>> Begin Data listing

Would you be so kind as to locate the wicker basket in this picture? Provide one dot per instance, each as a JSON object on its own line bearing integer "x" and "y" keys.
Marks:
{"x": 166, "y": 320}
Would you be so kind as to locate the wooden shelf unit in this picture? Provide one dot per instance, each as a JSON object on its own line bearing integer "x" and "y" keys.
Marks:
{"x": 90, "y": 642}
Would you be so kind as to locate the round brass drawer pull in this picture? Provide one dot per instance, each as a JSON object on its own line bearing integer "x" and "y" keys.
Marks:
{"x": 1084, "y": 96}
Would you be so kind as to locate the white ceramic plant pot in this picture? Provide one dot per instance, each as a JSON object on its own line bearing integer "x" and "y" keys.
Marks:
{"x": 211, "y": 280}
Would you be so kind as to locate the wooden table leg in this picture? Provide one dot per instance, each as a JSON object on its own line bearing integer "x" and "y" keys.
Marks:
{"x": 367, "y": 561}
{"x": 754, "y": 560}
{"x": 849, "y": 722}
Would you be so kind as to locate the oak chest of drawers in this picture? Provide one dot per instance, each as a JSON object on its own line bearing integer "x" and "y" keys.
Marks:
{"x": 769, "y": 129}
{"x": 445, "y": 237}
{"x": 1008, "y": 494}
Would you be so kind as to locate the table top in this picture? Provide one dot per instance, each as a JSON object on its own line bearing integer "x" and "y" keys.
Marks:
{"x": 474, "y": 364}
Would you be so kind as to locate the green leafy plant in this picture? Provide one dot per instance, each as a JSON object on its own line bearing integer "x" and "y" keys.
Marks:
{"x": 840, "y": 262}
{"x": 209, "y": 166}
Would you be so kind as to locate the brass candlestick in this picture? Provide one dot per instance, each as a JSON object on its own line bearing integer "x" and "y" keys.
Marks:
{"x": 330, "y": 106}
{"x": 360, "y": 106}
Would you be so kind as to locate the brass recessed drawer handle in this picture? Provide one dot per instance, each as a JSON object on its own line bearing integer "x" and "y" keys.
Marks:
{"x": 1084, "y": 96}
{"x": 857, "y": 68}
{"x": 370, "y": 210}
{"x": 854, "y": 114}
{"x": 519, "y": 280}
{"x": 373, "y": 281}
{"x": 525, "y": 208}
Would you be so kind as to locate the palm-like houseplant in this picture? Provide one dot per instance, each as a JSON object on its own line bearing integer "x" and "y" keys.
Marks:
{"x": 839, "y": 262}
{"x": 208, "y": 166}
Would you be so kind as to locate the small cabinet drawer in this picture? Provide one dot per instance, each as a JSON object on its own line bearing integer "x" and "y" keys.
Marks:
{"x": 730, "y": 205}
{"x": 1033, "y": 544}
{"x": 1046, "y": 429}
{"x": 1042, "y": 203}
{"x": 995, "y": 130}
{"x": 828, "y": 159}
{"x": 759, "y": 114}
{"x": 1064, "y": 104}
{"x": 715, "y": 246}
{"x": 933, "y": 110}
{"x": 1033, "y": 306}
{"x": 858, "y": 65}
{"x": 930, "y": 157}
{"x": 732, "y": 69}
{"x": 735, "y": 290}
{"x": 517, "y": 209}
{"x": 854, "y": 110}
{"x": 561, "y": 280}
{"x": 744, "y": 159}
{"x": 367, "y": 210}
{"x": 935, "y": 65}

>> End Data listing

Could you copy out all of the data above, line for line, without changing a single character?

Exercise response –
Would you be so kind as to locate the wicker basket in this picture? Provide one dot per instance, each as a JSON object on its own line bearing integer "x" and "y" keys.
Marks:
{"x": 166, "y": 320}
Would you be so kind as to locate the wooden shelf unit in this picture? Provide one dot per instance, each as a JSON object on its own line bearing integer "x" and "y" keys.
Marks:
{"x": 90, "y": 642}
Would you be so kind as to locate the round brass drawer pull in this picture? Provide one dot per instance, each as a JSON object on its own line bearing integer "x" and "y" keys.
Marks:
{"x": 1084, "y": 96}
Would you be so kind as to locate the white ceramic plant pot in this picture? Provide one dot per instance, each as a JSON object on its own line bearing integer "x" and "y" keys.
Marks:
{"x": 211, "y": 280}
Would you be so kind as to locate the wooden table leg in this picture? Provide one dot per instance, each as a JSON object on its own line bearing integer "x" and "y" keys.
Marks:
{"x": 367, "y": 561}
{"x": 754, "y": 560}
{"x": 849, "y": 722}
Would you be so kind as to locate the oak chest of drawers in this picture? Provide one dot per instance, each as a JSON object on its own line bearing integer "x" and "y" keys.
Marks:
{"x": 769, "y": 129}
{"x": 445, "y": 237}
{"x": 1008, "y": 494}
Would you be so kind as to locate the table top in this picture? Provide one dot per instance, each as a JSON object on its own line bearing integer "x" and "y" keys.
Marks:
{"x": 474, "y": 364}
Would you be so kind as to locate the green leafy plant in this picture? Provide one dot per instance, each as a JSON object on its own line bearing integer "x" and "y" keys.
Marks:
{"x": 840, "y": 262}
{"x": 209, "y": 166}
Would you be so kind as to locate the brass candlestick in this picture? Provide one dot per instance, each as a JSON object on its own line bearing integer "x" and "y" keys.
Marks:
{"x": 330, "y": 106}
{"x": 360, "y": 106}
Would you be so kind as to locate the brass recessed drawer handle in this picture? Provide one dot per instance, each as a JSON object on its own line bearing integer "x" and "y" keys.
Marks:
{"x": 1084, "y": 96}
{"x": 857, "y": 68}
{"x": 370, "y": 210}
{"x": 854, "y": 114}
{"x": 519, "y": 280}
{"x": 373, "y": 281}
{"x": 525, "y": 208}
Would you be so kind as to locate the palm-like houseplant in this picture? Provide one dot per instance, each as a JSON object on its own line bearing integer "x" and "y" keys.
Marks:
{"x": 839, "y": 262}
{"x": 208, "y": 166}
Would you be so kind as to locate the small cabinet drawer in this picture? Provide one dot per instance, each as a JSON object on its own line bearing integer "x" and "y" keys.
Marks:
{"x": 730, "y": 205}
{"x": 1033, "y": 544}
{"x": 1046, "y": 429}
{"x": 1042, "y": 203}
{"x": 995, "y": 130}
{"x": 828, "y": 159}
{"x": 759, "y": 114}
{"x": 1064, "y": 104}
{"x": 715, "y": 246}
{"x": 933, "y": 110}
{"x": 1033, "y": 306}
{"x": 858, "y": 65}
{"x": 930, "y": 157}
{"x": 732, "y": 69}
{"x": 735, "y": 290}
{"x": 517, "y": 209}
{"x": 854, "y": 110}
{"x": 561, "y": 280}
{"x": 744, "y": 159}
{"x": 367, "y": 210}
{"x": 935, "y": 65}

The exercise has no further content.